Task goal » Check each line of the listing for the string "rough". Copy those where it appears.

Records to use »
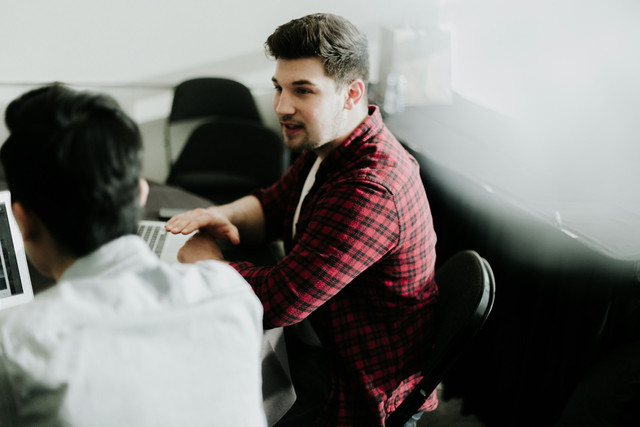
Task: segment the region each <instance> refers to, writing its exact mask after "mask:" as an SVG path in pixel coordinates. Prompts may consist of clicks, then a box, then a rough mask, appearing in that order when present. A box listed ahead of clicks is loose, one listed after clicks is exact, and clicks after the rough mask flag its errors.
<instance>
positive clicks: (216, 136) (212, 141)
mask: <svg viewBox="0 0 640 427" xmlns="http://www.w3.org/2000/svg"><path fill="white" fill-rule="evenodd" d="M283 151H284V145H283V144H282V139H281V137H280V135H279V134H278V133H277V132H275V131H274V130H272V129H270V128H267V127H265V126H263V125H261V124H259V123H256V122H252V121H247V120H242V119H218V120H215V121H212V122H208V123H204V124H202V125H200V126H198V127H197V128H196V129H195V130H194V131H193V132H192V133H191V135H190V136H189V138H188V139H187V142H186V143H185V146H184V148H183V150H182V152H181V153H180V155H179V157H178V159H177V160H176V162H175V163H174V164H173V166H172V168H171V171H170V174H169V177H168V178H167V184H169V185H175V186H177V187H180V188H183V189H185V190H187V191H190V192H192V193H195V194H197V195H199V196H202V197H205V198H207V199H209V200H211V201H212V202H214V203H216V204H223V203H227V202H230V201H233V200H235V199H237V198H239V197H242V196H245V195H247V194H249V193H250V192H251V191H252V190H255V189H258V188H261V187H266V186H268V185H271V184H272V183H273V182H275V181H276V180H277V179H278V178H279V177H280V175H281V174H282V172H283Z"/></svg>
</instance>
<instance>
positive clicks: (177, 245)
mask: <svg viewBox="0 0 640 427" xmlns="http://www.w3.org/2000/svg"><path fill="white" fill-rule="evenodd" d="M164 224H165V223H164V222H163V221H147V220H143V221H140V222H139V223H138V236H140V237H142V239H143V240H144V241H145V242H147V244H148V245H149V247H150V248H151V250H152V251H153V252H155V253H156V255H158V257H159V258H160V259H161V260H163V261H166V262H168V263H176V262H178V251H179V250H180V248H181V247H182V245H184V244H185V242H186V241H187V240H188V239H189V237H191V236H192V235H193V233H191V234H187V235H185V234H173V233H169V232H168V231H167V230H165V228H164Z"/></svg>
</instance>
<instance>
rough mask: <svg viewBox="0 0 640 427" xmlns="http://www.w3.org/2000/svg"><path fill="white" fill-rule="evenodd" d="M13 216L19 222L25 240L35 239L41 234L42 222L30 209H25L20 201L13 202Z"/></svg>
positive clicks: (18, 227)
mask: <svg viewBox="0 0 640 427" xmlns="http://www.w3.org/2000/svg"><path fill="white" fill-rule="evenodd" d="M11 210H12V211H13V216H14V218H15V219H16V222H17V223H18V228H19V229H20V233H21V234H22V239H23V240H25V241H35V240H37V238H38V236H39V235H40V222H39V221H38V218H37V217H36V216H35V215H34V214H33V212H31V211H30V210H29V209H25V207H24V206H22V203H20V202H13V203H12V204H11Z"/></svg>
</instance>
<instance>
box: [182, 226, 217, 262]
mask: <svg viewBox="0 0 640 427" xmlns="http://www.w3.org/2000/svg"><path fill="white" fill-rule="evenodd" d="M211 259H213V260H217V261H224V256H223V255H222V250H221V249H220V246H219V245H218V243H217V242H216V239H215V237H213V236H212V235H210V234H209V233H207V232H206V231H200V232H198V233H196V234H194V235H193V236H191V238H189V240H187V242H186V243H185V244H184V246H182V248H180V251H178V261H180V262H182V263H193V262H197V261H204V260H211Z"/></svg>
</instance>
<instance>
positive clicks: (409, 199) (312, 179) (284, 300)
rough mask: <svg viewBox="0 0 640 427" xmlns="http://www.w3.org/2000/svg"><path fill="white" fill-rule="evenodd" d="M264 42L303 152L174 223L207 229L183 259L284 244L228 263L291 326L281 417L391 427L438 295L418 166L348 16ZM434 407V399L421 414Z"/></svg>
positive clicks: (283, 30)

Finished exercise »
Task: segment the region each <instance> refers to, writing its exact mask after "mask:" as an SVG path in pixel coordinates. Prompts may consist of clicks, then a box, then a rough mask, appearing in that order when present. A box listed ahead of clicks is loose, one listed after clicks is exact, and clicks after the rough mask flag its errors.
rough mask: <svg viewBox="0 0 640 427" xmlns="http://www.w3.org/2000/svg"><path fill="white" fill-rule="evenodd" d="M13 216L19 222L25 240L35 239L41 234L42 222L30 209H25L20 201L13 202Z"/></svg>
rough mask: <svg viewBox="0 0 640 427" xmlns="http://www.w3.org/2000/svg"><path fill="white" fill-rule="evenodd" d="M264 42L303 152L174 223L207 229L183 259L284 244L228 263L291 326L281 417L391 427L438 295L418 166L348 16ZM434 407V399L421 414Z"/></svg>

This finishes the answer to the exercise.